The only way to stem this dangerous tide is for all of us to stand in solidarity. Let your voices be heard by condemning this recent rally and all acts of bigotry.
Recently, prompted by a social media outcry, rallies against anti-Semitism attracted crowds of thousands in Paris and other French cities following a series of aggressive acts with Jewish targets, including the defacing of 80 gravestones.
But in our own city, a deafening silence was the community response to Farrakhan’s resurrection of age-old blood-libel-type canards.
We have seen how social media can sometimes foster hate, but it can also be a powerful tool in combating societal evil.
It is exactly 80 years since the hateful New York rally and days since the Chicago rally. Please be an “upstander” today.
Fritzie Fritzshall, president, Illinois Holocaust Museum,
Susan Abrams, CEO, Illinois Holocaust Museum
Peril for the next generation
Legalization of cannabis, for whatever reason, would cripple the next and future generations! Pot-smoking by adolescents has now been documented, in the American Journal of Psychiatry, October 2018, to permanently impair adolescents’ thinking and learning abilities, reading comprehension, verbal and math skills, problem-solving, and ability to stop or change harmful habitual behaviors. It results in lifelong brain damage.

Data records
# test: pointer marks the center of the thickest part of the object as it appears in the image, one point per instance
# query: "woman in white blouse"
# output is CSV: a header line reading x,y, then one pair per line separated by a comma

--

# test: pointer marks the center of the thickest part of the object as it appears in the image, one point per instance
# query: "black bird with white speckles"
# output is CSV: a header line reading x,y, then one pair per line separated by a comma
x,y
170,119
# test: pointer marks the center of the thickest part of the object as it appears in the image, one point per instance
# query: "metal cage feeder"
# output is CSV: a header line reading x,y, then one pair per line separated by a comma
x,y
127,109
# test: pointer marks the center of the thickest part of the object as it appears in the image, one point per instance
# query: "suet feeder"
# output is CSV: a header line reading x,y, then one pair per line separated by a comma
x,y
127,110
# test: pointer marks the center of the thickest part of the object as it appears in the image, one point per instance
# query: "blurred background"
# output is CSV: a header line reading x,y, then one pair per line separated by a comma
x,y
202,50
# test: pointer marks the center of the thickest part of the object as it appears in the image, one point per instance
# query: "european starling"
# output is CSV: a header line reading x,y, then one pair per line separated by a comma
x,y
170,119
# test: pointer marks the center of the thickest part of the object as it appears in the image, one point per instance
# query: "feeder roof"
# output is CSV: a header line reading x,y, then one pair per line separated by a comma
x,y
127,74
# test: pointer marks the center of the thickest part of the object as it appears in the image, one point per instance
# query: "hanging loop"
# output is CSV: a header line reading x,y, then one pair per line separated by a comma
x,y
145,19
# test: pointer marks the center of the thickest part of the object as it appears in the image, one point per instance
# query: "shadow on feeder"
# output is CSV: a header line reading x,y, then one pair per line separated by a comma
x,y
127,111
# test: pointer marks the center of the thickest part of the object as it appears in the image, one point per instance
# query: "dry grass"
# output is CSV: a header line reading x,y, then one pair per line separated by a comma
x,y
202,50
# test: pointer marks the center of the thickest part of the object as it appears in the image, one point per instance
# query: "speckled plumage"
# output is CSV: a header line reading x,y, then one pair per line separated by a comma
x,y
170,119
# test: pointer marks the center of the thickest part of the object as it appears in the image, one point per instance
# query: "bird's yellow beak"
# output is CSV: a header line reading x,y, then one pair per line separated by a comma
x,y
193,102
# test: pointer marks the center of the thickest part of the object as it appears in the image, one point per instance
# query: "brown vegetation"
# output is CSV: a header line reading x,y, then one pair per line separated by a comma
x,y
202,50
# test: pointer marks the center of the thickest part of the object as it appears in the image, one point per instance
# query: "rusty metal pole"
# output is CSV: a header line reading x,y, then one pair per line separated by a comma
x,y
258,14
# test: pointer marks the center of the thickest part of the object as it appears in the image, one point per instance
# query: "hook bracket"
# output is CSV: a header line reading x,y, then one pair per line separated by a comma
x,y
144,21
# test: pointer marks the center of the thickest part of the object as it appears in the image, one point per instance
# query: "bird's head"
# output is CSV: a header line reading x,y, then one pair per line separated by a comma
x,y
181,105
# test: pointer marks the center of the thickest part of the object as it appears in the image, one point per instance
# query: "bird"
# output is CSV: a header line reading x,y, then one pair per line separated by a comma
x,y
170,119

--

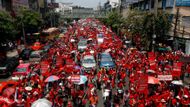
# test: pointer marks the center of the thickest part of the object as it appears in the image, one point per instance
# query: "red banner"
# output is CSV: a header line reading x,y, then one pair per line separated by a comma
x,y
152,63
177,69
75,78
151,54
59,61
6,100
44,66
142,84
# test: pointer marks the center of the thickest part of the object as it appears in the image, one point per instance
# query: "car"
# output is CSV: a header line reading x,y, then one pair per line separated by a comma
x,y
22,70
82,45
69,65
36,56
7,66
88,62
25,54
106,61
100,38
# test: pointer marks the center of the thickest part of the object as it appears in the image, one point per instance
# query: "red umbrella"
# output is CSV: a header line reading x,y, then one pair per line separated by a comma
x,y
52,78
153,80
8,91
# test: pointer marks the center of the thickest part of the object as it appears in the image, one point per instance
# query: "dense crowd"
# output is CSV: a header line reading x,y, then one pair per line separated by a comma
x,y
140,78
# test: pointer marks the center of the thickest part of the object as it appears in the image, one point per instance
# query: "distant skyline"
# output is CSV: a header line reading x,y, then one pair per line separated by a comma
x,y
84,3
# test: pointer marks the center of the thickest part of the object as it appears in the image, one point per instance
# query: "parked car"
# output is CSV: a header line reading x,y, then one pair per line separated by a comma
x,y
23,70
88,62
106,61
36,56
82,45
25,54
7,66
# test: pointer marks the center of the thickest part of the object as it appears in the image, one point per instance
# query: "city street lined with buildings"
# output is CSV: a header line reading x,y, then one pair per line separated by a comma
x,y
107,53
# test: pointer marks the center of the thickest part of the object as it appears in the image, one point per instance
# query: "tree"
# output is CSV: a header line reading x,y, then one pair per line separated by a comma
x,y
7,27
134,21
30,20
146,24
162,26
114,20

About this task
Copy the page excerpt starting with "But in our own" and going on through "combating societal evil.", renaming "social media" as "online platforms" throughout that span. The rows stand apart from the page excerpt and serve as independent material.

Exercise response
But in our own city, a deafening silence was the community response to Farrakhan’s resurrection of age-old blood-libel-type canards.
We have seen how online platforms can sometimes foster hate, but it can also be a powerful tool in combating societal evil.